## Texte extrait
□ □ □ □ □ □ □

Les vies multiples de Richard McGuire
On le connaissait pour sa ligne de basse, mais c’est son trait et son roman graphique Ici qui le rendent aujourd’hui célèbre en Europe et dans le monde: rencontre avec l’artiste américain Richard McGuire, aussi charmant qu’insaisissable.
Quel rapport entre un groupe de post-punk new-yorkais samplé par Grandmaster Flash au début des années 80 et le plus étonnant des romans graphiques de l’année voire de la décennie, qui a raflé le Fauve d’or au dernier festival d’Angoulême -soit la plus prestigieuse récompense du genre? Apparemment rien, si ce n’est en y regardant de près un certain goût pour le minimalisme, et puis un homme, l’artiste new-yorkais Richard McGuire, désormais habitué aux vies multiples et aux oeuvres qui échappent à leur créateur: ainsi en fut-il de Cavern, le morceau-phare de son groupe Liquid Liquid, devenu culte à force de samples, et ainsi en est-il désormais de son incroyable roman graphique Ici. Une aventure esthétique et intellectuelle entamée comme un happening il y a… 25 ans dans les pages du magazine Raw, devenue en 2014 un roman graphique de 300 pages désormais traduit en 18 langues et qui, surtout, sort lui aussi de sa case et de ses cases: Ici n’est plus une « simple » bande dessinée: cette « exploration d’une pièce à travers le temps » est aussi devenue une exposition, un livre virtuel interactif et peut-être bientôt une nouvelle expérience de réalité virtuelle. Et le résumé presque parfait de l’oeuvre de Richard McGuire, qui s’est aussi exprimé dans le livre pour enfants, le design et de multiples couvertures du New Yorker: insaisissable mais chaque fois brillant.
Avant de le rencontrer et après avoir lu Ici, on craignait un artiste distant, peut-être difficile d’accès et pour tout dire un peu intello-chiant. Après cette rencontre, que l’on doit à Passa Porta, la Maison internationale des littératures à Bruxelles, et après d’innombrables échanges par mail avec l’artiste pour obtenir -ô fierté- cette couverture originale créée pour Focus, on retiendra la chaleur humaine d’un artiste multi-dimensionnel qui réussit le pari presque existentialiste d’être à la fois humble et ambitieux. C’est rare. Comme Ici.

□ □ □ □ □ □ □

## Travail à faire
a – Indiquez si chacune des affirmations suivantes concorde avec le texte sur Richard McGuire, en répondant par oui ou non et en citant mot pour mot les termes décisifs du texte. (i) Ici a obtenu le Fauve d’or au festival d’Angoulême. (ii) Le roman graphique Ici est traduit en 25 langues. (iii) Cavern est le morceau-phare du groupe Liquid Liquid.
b – Prolongez le texte sur Richard McGuire à partir de sa dernière phrase.

Enregistrements de placement de points
□ □ □ □ □ □ □

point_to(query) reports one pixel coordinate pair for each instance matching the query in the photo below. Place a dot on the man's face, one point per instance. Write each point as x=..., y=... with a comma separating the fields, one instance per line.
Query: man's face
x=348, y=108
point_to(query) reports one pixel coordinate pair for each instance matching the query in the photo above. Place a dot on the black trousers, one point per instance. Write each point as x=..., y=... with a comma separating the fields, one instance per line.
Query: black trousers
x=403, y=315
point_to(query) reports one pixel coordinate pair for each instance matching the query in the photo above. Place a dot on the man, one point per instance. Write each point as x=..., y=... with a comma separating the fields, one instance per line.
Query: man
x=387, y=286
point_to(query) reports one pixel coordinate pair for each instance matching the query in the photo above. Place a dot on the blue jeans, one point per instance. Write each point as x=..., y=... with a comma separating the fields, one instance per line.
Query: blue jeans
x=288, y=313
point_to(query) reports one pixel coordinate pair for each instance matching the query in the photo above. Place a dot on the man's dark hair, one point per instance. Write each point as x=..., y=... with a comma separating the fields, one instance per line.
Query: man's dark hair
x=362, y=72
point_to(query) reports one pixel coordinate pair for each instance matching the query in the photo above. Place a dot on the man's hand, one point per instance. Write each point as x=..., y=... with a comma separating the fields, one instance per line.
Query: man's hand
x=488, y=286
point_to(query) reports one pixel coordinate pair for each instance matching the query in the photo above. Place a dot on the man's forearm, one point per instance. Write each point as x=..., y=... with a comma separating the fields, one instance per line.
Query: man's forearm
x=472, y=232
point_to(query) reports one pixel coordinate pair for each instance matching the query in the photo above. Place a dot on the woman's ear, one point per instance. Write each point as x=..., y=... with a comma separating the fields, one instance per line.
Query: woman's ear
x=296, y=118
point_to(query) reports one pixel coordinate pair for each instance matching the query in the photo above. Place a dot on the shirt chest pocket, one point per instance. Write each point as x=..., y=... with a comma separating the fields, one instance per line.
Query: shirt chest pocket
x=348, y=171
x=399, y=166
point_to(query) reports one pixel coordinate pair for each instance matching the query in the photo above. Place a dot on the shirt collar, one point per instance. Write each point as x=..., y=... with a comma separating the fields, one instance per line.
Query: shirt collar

□ □ □ □ □ □ □

## Réponses finales
a –
(i) Oui : « qui a raflé le Fauve d’or au dernier festival d’Angoulême ».
(ii) Non : « désormais traduit en 18 langues ».
(iii) Oui : « Cavern, le morceau-phare de son groupe Liquid Liquid ».

b –
Ici est né en 1989 dans le magazine Raw dirigé par Art Spiegelman: un « simple » récit de six planches, très expérimental. Et le voilà devenu 25 ans plus tard un énorme roman graphique salué par tous. Que s’est-il passé?
Je me suis toujours considéré à la marge du monde des comics, je ne me définis pas comme un « vrai » dessinateur, voué à son art, comme peut l’être mon ami Chris Ware. Mais je ressens ça chaque fois, c’était aussi comme ça avec Liquid Liquid. Mais c’est finalement la meilleure façon d’être, je suis plus libre. Pour Here, je travaillais déjà comme illustrateur, designer, j’avais signé quatre livres pour enfants, et j’adorais Spiegelman et Raw. Je lui ai alors proposé un court récit basé sur des questions de structure narrative: un lieu toujours vu d’un même point, mais à travers le temps. Je suis passé à d’autres choses ensuite, mais des années après, je voyais que son Maus avait ouvert toutes les portes de la bande dessinée, que Chris Ware avait encore enfoncé le clou avec Jimmy Corrigan, je me suis dit: « Cool, faisons une BD! » A ma grande surprise, l’éditeur américain Pentagone a été d’accord et on a signé pour en faire un livre. Mais c’était en 2000! Le livre en lui-même ne m’a pas pris quinze ans, peut-être trois, mais il y a eu de nombreuses distractions en chemin. Qui, toutes, ont nourri ce qu’Ici est devenu.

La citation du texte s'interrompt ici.